What this task involves
Repeat the records below exactly as they appear.
========================================
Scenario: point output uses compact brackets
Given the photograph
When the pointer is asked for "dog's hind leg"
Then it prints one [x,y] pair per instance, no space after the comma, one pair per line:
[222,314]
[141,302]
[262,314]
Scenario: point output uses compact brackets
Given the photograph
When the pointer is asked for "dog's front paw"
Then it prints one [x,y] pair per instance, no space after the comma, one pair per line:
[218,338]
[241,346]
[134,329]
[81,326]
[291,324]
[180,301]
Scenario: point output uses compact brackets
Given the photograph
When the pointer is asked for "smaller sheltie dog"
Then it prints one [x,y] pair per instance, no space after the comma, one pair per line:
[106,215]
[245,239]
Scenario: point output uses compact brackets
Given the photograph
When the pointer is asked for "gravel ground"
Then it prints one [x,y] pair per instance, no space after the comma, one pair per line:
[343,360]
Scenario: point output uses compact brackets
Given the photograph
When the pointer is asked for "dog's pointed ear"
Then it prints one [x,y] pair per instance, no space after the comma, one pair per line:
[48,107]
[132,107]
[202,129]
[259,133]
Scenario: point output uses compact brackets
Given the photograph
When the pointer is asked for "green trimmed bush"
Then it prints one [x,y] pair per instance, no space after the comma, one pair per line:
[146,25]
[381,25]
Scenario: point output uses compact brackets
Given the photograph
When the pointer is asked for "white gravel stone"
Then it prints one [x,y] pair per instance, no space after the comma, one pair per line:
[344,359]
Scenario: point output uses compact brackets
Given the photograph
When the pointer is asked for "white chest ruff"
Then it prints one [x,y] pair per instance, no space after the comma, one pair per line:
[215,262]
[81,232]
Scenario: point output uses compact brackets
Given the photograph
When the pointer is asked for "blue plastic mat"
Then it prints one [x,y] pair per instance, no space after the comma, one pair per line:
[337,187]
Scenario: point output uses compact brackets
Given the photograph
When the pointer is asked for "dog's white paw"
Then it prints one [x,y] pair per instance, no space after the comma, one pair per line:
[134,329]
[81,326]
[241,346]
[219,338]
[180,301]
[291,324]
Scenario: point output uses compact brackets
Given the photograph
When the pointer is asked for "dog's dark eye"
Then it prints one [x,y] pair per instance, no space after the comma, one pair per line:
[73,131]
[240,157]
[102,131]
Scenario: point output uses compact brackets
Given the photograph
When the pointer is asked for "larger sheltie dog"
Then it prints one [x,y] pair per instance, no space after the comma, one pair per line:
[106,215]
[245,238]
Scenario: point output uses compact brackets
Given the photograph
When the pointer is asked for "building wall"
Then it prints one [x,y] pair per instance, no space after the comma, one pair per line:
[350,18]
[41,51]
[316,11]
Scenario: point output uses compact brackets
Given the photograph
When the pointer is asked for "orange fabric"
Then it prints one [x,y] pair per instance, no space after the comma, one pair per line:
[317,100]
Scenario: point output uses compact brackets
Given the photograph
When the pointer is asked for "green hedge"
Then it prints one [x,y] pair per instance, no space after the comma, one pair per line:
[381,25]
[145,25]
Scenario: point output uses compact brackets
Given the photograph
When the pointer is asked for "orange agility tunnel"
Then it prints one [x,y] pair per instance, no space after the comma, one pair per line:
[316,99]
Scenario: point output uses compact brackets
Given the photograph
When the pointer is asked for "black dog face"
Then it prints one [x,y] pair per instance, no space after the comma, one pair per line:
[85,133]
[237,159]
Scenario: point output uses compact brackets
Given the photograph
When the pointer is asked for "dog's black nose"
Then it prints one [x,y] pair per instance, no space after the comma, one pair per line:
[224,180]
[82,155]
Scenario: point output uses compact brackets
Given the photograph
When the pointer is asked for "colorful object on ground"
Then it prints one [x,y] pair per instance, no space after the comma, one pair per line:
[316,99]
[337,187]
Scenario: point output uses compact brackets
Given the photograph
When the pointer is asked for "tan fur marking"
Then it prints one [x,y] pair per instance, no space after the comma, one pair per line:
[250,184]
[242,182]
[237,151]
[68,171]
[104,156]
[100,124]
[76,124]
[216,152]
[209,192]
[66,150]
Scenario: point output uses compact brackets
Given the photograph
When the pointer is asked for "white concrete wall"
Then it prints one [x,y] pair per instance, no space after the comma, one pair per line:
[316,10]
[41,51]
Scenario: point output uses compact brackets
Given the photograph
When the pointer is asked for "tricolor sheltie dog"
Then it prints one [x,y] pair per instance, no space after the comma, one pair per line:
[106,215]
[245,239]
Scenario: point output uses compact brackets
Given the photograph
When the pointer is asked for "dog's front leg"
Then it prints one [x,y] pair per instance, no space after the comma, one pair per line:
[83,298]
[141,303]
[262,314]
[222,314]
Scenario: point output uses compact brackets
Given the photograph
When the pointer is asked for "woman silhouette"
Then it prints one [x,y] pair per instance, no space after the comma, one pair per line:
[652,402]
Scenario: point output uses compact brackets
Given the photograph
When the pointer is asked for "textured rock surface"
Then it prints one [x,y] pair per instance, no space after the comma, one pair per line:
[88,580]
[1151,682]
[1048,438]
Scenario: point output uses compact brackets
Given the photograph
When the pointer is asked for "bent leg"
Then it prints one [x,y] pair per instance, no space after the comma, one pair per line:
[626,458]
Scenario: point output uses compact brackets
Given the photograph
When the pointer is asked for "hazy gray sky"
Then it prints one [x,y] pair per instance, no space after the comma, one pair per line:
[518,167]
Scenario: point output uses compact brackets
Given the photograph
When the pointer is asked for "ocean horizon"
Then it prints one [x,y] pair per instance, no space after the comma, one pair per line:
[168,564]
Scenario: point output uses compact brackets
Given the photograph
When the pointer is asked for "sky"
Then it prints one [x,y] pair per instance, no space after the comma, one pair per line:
========================================
Worked answer
Scenario: point output uses compact brackets
Given the photograph
When the pointer is asked for "dog's hind leg"
Then it prints one [x,y] pair per instance, no space after the comma, one pair per line:
[222,314]
[141,302]
[262,314]
Scenario: point output uses compact brackets
Given the photograph
When the pointer is asked for "dog's front paw"
Then it prints one [x,y] pair per instance, no space after the comma, one pair per line:
[218,338]
[241,346]
[134,329]
[81,326]
[291,324]
[180,301]
Scenario: point output uses compact brackets
Given the photograph
When the pointer is asked for "smaller sheltie dog"
Then it prints one [x,y] pair per instance, no space after the comma, one pair per line:
[106,215]
[245,239]
Scenario: point output uses compact brackets
Given the photograph
When the pointer is asked for "gravel ground"
Then it prints one [x,y] pair per instance, no space after the comma, one pair per line:
[343,360]
Scenario: point output uses compact brackets
Given the photograph
When the pointer is asked for "dog's pointed ear"
Then it prints one [x,y] pair per instance, no space after the comma, one pair per line:
[48,107]
[132,107]
[202,129]
[259,133]
Scenario: point output uses compact brackets
Given the photograph
When the pointer is asked for "green trimmed bush"
Then it prints one [x,y] pair per instance, no space after the comma, one pair per line:
[146,25]
[381,25]
Scenario: point output uses compact brackets
Given the photograph
When the pointer is asked for "white gravel stone"
Then it prints one [x,y] pair per instance, no space after the comma, one pair per line:
[344,359]
Scenario: point output uses compact brackets
Given the photograph
When the pointer is asked for "white chest ruff"
Then it prints one [x,y] pair per instance, no space after the comma, one pair per line:
[215,262]
[81,232]
Scenario: point output uses compact brackets
Given the photograph
When the pointer is asked for "blue plastic mat"
Then it prints one [x,y] pair per instance, no space after the comma, one pair per line:
[337,187]
Scenario: point output uses compact brackets
Given the photograph
When the pointer is asked for "dog's white paw"
Then it prints one [x,y] pair per instance, no space after the comma, one pair per line:
[134,329]
[81,326]
[241,346]
[219,338]
[180,301]
[291,324]
Scenario: point output uses compact brackets
Given the photograph
When the pointer is asked for "dog's dark eye"
Then it prints one [x,y] pair per instance, no space after the comma, one pair per line:
[73,131]
[240,157]
[102,131]
Scenario: point output uses compact brackets
Given the photograph
When the pointer is asked for "larger sheltie dog"
Then it prints one [x,y] pair per instance, no space after the comma, one pair per line:
[106,215]
[245,238]
Scenario: point output uses compact brackets
Given the photograph
When the pointer is asked for "building wall"
Then it prints one [x,y] pair per instance, no space after the comma, one pair per line:
[350,18]
[41,51]
[316,11]
Scenario: point output uses compact brackets
Given the photograph
When the pointer is asked for "orange fabric"
Then it prints one [x,y] pair per instance, no space after the comma, one pair per line:
[317,100]
Scenario: point output uses compact brackets
Given the photograph
When the pointer is asked for "green hedge"
Then it prints one [x,y] pair per instance, no space after the comma, one pair per line:
[381,25]
[145,25]
Scenario: point output uses compact brackets
Given the photograph
When the pointer is asked for "orange agility tunnel"
Then it prints one [x,y] pair per instance, no space after the comma, one pair per line:
[316,99]
Scenario: point output uses compact brackets
Given the photograph
When the pointer is asked for "black dog face"
Then it prints one [x,y] pair per instance, no space after the comma, one pair per line:
[85,133]
[237,159]
Scenario: point output uses compact brackets
Given the photograph
When the pointer is asked for "dog's black nose"
Then it prints one [x,y] pair per instance, no space after the comma, one pair per line:
[224,180]
[82,155]
Scenario: point output uses compact brackets
Given the photograph
When the pointer is asked for "colorful object on ground"
Then it prints one [x,y] pair per instance, no space after the comma, one pair per line:
[316,99]
[337,187]
Scenario: point output uses compact brackets
Given the photograph
When the pointer is asked for "tan fur marking"
Then it prints one [x,y] pair per instance, no space after the comma, one pair per line:
[250,184]
[242,182]
[237,151]
[68,171]
[104,156]
[100,124]
[76,124]
[216,152]
[209,192]
[66,150]
Scenario: point output uses compact brackets
Given the photograph
When the pointer is asked for "white concrete wall"
Then it prints one [x,y] pair per instance, no space after the comma, one pair per line:
[316,10]
[41,51]
Scenario: point output uses compact brackets
Given the photograph
When the pointer is asked for "tricolor sheltie dog"
Then it prints one [x,y] pair per instance, no space after the comma, one pair per line:
[106,215]
[245,239]
Scenario: point output uses compact brackets
Given the photograph
When the pointer is asked for "dog's front leg"
Then it prints one [x,y] pair per instance, no space after the comma, one pair per line:
[83,298]
[141,303]
[262,314]
[222,314]
Scenario: point output uses compact brackets
Given the photograph
When the pointer is asked for "woman silhouette"
Then it prints one [x,y] pair per instance, no space after the comma, one pair per line:
[652,402]
Scenario: point output uses compact brackets
Given the photograph
When the pointer is asked for "textured rock surface"
Then it prints one [x,y] pair per instance, no space after the comma, one pair per line:
[88,580]
[1151,682]
[1048,438]
Scenario: point output uses compact brackets
Given the photograph
When the pointer is asked for "bent leg"
Then it prints one [x,y] pair per instance, no space after the comma, one pair per line:
[626,458]
Scenario: point output uses compact brackets
Given the photograph
When the pointer is asked for "hazy gray sky"
Then it prints one [x,y] pair per instance, no space after the comma, one pair per line:
[518,167]
Scenario: point output uses compact brackets
Given the photograph
When the pointer is asked for "ocean horizon"
Then it prints one [x,y] pair per instance, no space after the comma, one pair per line:
[168,564]
Scenario: point output uses compact brackets
Given the photograph
When the pointer is asked for "sky"
Then it prints one [x,y] pair per instance, no space after the comma, one pair per line:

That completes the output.